## Using neural networks to predict on Kryptonite-9 dataset

In [19]:
import numpy as np
import os
import random
import torch
from torch import nn
from torch.utils.data import DataLoader, TensorDataset
from sklearn.model_selection import train_test_split
from sklearn.preprocessing import StandardScaler
from sklearn.linear_model import LogisticRegression
from sklearn.metrics import accuracy_score
from itertools import product

In [20]:
print(torch.__version__)
device = torch.device('cuda' if torch.cuda.is_available() else 'cpu')
print('Device: {0}'.format(device))

myseed = 6095 

random.seed(myseed)
os.environ['PYTHONHASHSEED'] = str(myseed)
np.random.seed(myseed)
torch.manual_seed(myseed)
torch.cuda.manual_seed(myseed)
torch.backends.cudnn.deterministic = True
torch.backends.cudnn.benchmark = True


2.5.1+cu118
Device: cuda


In [21]:
class NeuralNetwork(nn.Module):
    def __init__(self, input_size=9, hidden_size=5, depth= 2):
        super().__init__()
        # self.linear_layer_stack = nn.Sequential(
        #     nn.Linear(input_size, hidden_size),
        #     nn.ReLU(),
        #     nn.Linear(hidden_size,hidden_size), 
        #     nn.ReLU(),
        #     nn.Linear(hidden_size,1), 
        # )

● **Provided material**
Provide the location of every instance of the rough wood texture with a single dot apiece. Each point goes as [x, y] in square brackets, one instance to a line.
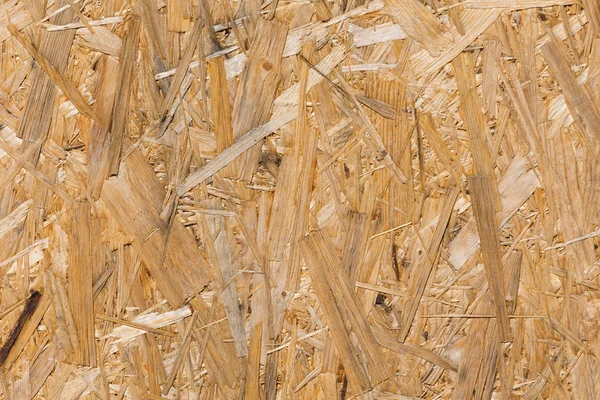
[332, 199]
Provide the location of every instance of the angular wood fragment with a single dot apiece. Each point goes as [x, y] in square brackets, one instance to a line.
[339, 303]
[482, 194]
[120, 113]
[582, 105]
[418, 22]
[80, 288]
[258, 81]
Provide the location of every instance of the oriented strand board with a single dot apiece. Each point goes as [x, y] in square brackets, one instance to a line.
[332, 199]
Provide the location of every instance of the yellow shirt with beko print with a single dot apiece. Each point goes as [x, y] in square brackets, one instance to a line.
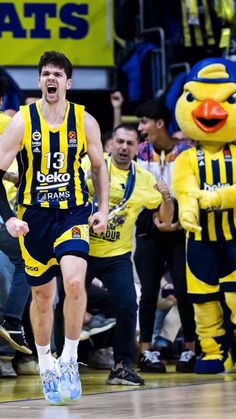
[118, 238]
[9, 186]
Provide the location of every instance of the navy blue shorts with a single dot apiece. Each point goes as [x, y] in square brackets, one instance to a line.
[53, 234]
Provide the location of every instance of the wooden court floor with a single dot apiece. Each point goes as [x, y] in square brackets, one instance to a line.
[167, 396]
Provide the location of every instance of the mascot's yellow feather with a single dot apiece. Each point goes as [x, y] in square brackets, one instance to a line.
[204, 183]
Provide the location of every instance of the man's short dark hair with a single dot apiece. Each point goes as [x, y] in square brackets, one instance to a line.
[154, 109]
[58, 59]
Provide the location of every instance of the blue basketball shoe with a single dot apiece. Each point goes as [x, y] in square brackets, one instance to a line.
[69, 380]
[50, 382]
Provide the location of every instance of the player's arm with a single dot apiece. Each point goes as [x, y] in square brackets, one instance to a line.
[99, 173]
[10, 144]
[166, 209]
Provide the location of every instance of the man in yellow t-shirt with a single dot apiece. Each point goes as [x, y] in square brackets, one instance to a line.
[130, 189]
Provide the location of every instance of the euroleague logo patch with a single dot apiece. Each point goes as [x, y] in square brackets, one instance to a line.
[76, 233]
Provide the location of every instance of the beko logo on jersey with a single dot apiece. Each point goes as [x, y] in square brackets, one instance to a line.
[57, 179]
[211, 188]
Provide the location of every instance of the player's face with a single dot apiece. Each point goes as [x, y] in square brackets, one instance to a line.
[124, 147]
[149, 129]
[53, 83]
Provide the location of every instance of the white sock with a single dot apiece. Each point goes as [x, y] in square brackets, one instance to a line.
[46, 361]
[70, 350]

● **Instructions**
1. In the Kryptonite-9 notebook, what value is assigned to the random seed variable?
2. Continue the Kryptonite-9 notebook from the point where it stops.
The entries have no connection to the notebook on the Kryptonite-9 dataset.

● **Outputs by task**
1. 6095

2.
        modules = [torch.nn.Linear(input_size,hidden_size)]

        for i in range(depth-1):
            modules.append(torch.nn.Linear(hidden_size,hidden_size))
            modules.append(torch.nn.ReLU())

        modules.append(torch.nn.Linear(hidden_size, 1))

        self.linear_layer_stack = torch.nn.Sequential(
            *modules,
        )
 
        self._initialize_weights()  

    def _initialize_weights(self):
        for layer in self.linear_layer_stack:
            if isinstance(layer, nn.Linear):
                torch.nn.init.xavier_uniform_(layer.weight)
                torch.nn.init.zeros_(layer.bias)


    def forward(self, x):
        return self.linear_layer_stack(x)

In [22]:



# train_size = len(X_train)

def train_nn(model, dataloader, criterion, optimizer, epochs=10):
    for epoch in range(epochs):
        model.train()
        epoch_loss = 0
        for inputs, labels in dataloader:
            inputs, labels = inputs.to(device), labels.unsqueeze(1).to(device)  # Move data to device
            
            outputs = model(inputs)
            loss = criterion(outputs, labels)
            
            optimizer.zero_grad()
            loss.backward()
            optimizer.step()
            
            epoch_loss += loss.item()
        
        print(f'Epoch {epoch+1}/{epochs}, Loss: {epoch_loss/len(dataloader):.4f}')



#### Validation

In [23]:
def validate_nn(model, X_val, y_val):
    model.eval()
    with torch.no_grad():
        val_outputs = model(X_val.to(device))
        val_outputs = torch.round(torch.sigmoid(val_outputs)).cpu().numpy()
        accuracy = accuracy_score(y_val, val_outputs)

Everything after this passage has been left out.